Problem description ->
In the data below, find each line that contains the word "Outline" and copy it.

BEGIN Record set

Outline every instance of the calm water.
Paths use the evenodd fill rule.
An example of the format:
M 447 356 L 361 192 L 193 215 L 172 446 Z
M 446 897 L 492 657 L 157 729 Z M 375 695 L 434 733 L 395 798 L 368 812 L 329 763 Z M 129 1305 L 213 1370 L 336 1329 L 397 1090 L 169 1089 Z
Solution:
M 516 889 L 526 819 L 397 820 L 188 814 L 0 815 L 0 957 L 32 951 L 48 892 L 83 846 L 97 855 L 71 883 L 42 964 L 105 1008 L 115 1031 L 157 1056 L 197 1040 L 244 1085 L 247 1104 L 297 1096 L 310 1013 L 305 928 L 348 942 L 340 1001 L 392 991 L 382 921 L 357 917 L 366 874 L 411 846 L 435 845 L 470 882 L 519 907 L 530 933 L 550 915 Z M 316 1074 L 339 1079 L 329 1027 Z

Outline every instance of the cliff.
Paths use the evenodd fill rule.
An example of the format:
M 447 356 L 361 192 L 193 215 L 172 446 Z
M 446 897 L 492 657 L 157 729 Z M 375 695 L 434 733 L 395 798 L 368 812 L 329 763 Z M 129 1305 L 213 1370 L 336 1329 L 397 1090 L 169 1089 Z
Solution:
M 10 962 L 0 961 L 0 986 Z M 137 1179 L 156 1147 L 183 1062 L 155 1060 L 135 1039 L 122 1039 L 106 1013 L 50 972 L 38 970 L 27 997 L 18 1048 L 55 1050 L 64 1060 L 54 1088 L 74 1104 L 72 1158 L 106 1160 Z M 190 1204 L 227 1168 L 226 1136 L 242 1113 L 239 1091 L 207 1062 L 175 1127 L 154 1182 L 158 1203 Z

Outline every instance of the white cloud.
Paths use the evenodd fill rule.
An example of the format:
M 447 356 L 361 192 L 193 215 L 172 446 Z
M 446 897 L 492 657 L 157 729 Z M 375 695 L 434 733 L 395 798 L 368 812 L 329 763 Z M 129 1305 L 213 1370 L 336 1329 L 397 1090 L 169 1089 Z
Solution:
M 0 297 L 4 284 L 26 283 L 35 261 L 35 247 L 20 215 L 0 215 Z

END Record set
BEGIN Record set

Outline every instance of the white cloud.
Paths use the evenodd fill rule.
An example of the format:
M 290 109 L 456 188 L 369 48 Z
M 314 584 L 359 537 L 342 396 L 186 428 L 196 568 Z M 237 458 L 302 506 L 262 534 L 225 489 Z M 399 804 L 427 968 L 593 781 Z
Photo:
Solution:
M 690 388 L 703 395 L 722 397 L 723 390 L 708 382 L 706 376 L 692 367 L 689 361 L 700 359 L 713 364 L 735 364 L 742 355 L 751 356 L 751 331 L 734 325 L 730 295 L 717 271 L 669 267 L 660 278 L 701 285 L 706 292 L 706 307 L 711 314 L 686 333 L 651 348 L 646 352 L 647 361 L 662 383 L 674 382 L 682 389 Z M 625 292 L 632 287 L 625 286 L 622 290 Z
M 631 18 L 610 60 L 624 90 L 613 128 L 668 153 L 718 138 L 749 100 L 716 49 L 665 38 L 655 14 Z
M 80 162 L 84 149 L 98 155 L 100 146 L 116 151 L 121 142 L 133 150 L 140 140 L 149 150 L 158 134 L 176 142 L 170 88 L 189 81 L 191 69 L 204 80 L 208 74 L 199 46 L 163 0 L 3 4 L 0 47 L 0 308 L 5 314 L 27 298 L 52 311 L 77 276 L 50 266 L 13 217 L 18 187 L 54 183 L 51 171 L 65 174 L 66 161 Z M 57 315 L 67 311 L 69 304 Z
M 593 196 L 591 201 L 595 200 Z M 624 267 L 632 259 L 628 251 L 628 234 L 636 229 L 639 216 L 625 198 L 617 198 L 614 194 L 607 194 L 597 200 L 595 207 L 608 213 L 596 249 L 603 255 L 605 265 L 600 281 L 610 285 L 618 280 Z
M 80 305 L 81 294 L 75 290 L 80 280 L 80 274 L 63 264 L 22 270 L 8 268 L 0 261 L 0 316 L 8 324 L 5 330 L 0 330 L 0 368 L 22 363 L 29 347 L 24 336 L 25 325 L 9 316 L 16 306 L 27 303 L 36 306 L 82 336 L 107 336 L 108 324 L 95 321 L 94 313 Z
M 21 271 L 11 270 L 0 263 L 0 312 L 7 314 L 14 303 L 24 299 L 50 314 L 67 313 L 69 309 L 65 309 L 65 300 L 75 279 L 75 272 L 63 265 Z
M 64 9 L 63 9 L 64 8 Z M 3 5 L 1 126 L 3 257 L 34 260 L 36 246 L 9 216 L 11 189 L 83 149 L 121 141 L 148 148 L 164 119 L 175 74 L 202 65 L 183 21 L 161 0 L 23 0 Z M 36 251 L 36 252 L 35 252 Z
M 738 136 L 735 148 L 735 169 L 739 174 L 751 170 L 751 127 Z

END Record set

Response to this task ->
Outline every instance of the calm water.
Outline every instance of the cliff.
Outline every instance of the white cloud.
Outline every instance of the white cloud.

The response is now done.